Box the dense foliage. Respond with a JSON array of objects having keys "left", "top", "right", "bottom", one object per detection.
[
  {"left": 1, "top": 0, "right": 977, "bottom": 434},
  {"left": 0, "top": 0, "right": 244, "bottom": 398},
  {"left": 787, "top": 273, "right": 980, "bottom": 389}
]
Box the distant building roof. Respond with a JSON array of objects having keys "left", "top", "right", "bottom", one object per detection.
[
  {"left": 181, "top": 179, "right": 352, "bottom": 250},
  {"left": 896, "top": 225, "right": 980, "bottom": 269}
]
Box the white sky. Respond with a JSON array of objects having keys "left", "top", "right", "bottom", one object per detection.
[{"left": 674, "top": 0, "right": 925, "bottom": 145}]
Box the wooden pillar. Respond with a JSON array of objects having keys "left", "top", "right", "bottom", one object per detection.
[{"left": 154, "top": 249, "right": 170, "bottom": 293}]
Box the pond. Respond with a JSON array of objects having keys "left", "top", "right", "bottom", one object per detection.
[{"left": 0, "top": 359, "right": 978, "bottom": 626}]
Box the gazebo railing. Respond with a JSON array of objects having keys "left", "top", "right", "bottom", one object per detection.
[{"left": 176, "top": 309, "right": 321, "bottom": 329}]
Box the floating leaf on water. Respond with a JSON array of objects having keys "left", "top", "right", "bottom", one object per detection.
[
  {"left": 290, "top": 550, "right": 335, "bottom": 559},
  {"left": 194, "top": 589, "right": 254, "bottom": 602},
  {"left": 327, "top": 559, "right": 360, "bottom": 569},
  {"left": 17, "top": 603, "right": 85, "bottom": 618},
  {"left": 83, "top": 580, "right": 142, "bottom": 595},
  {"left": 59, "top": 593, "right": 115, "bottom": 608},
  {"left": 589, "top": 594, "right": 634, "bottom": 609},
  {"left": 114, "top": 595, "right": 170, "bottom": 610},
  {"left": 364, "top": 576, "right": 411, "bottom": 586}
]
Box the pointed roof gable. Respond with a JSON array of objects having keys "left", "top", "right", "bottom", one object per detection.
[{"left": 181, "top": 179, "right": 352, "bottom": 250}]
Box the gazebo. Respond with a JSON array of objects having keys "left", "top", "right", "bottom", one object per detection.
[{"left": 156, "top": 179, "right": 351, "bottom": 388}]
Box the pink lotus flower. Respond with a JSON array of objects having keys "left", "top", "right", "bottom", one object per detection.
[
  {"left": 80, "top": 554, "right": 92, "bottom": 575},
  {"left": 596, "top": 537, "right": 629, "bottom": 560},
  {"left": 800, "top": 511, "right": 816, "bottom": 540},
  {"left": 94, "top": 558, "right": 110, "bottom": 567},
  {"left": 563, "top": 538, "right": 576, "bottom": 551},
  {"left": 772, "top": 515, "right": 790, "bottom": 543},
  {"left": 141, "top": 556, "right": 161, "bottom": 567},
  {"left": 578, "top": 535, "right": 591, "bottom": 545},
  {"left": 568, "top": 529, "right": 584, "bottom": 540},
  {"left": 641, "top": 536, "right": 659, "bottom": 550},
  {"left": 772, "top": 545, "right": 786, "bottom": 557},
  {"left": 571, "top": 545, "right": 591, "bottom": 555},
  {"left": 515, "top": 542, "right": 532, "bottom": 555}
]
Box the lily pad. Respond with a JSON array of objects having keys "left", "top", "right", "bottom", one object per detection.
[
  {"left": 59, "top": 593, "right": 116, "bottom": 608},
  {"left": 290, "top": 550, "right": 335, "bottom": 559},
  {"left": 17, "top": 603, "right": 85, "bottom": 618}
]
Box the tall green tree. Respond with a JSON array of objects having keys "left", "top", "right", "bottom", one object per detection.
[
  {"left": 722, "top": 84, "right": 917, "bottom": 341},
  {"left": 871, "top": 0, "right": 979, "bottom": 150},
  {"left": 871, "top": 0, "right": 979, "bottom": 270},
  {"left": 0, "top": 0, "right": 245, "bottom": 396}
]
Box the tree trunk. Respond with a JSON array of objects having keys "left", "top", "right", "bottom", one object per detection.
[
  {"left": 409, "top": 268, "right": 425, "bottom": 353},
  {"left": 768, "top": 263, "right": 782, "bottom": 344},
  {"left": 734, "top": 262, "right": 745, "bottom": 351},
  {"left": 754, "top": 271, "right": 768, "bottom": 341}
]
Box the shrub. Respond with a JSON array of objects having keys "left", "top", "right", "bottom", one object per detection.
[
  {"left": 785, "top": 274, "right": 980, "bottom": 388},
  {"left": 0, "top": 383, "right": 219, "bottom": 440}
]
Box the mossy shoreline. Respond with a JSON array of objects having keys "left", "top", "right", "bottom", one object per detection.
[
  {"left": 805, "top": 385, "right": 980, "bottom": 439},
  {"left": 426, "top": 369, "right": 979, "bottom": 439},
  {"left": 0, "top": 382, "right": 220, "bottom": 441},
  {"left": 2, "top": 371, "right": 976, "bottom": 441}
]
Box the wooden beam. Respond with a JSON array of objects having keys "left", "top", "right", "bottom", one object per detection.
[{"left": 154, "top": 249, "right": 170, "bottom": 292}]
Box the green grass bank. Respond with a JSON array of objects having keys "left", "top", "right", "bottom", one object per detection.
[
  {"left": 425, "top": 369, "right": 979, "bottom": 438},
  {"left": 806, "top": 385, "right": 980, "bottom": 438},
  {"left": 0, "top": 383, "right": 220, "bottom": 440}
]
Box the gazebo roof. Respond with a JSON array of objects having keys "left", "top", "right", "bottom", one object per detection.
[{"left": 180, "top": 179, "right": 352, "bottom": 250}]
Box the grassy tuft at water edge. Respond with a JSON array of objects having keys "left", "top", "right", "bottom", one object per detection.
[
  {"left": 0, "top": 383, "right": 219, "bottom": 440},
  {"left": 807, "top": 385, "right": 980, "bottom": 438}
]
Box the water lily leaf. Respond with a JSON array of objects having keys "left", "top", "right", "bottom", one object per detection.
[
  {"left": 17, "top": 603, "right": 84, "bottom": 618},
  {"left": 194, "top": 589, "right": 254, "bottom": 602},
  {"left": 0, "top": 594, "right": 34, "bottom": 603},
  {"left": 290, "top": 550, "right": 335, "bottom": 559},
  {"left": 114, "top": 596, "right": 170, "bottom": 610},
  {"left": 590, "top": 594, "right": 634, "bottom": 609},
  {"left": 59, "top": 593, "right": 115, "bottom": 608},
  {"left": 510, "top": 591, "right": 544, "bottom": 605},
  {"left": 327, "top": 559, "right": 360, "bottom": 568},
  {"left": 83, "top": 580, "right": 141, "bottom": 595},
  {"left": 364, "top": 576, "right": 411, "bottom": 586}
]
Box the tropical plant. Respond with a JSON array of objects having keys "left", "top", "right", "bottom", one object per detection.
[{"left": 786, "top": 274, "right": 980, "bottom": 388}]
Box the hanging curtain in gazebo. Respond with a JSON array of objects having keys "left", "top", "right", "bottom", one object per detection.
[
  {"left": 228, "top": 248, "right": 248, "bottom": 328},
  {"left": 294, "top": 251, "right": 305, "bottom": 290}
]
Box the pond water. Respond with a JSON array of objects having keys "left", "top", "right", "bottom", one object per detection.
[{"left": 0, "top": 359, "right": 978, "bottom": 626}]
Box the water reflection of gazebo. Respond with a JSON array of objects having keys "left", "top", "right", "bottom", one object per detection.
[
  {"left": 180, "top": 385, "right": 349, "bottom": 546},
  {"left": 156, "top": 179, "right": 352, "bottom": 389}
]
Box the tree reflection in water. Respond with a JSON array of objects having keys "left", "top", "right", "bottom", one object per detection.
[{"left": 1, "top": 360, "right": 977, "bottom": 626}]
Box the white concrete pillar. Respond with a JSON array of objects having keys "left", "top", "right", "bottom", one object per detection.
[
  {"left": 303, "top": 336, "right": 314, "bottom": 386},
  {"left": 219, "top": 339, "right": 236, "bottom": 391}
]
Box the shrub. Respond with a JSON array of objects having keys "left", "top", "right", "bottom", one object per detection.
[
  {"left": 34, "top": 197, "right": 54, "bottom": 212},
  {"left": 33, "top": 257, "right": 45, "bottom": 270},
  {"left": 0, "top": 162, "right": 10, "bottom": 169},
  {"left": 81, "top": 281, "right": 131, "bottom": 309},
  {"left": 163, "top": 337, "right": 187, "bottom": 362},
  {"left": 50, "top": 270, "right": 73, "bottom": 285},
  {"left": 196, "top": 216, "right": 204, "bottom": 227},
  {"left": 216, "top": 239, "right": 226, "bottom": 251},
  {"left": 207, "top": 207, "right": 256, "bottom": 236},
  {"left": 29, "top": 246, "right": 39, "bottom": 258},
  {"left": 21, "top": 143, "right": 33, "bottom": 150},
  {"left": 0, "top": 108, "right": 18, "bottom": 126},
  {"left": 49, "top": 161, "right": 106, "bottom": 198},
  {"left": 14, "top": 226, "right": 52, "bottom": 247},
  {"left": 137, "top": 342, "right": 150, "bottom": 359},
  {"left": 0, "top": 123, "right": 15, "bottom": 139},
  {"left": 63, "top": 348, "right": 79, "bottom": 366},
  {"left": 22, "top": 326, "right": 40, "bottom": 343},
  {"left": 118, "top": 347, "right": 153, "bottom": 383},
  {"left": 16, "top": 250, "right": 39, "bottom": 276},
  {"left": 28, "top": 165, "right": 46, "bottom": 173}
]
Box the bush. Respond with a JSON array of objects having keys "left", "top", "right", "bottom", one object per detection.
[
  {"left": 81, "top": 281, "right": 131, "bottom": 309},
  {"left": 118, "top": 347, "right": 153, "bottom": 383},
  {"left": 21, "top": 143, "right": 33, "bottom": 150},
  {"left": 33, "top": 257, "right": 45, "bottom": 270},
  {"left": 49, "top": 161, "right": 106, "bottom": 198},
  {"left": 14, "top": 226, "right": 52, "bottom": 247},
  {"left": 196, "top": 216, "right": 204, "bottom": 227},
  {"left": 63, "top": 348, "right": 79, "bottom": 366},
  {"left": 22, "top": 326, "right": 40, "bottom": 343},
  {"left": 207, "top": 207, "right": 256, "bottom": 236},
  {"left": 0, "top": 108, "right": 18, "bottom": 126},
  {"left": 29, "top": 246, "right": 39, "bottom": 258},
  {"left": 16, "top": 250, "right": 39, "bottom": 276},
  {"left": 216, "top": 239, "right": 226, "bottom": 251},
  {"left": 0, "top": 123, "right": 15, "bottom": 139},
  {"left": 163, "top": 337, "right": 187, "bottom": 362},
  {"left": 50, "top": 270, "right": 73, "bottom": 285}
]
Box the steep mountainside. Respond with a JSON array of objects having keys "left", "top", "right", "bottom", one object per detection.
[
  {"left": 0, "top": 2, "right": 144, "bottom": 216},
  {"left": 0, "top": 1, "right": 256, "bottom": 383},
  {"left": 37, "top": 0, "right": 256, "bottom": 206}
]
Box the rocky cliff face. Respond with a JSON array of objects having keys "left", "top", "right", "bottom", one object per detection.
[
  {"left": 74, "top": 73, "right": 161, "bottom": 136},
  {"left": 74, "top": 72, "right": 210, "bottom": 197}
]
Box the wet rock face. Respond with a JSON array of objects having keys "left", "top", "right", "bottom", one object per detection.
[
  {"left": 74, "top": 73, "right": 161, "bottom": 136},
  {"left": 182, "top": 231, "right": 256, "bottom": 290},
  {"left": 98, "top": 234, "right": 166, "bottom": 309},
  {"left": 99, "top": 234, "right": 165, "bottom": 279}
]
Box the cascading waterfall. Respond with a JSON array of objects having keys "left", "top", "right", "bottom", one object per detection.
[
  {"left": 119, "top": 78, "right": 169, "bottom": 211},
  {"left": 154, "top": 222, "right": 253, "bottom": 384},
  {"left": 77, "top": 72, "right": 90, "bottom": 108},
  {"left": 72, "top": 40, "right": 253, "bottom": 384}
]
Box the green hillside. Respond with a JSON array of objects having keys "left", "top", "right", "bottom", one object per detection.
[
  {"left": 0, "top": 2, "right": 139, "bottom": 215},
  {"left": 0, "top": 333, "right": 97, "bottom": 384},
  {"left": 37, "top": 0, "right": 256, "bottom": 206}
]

· · · ·

_EXERCISE GOAL_
Starting at the line that holds "Box the green hillside.", retype each line exactly through the end of the entries, both ends included.

_RESULT_
Box the green hillside. Respond with a JSON array of objects having keys "left", "top", "right", "bottom", one object per detection.
[
  {"left": 0, "top": 2, "right": 139, "bottom": 215},
  {"left": 0, "top": 333, "right": 97, "bottom": 384},
  {"left": 37, "top": 0, "right": 256, "bottom": 206}
]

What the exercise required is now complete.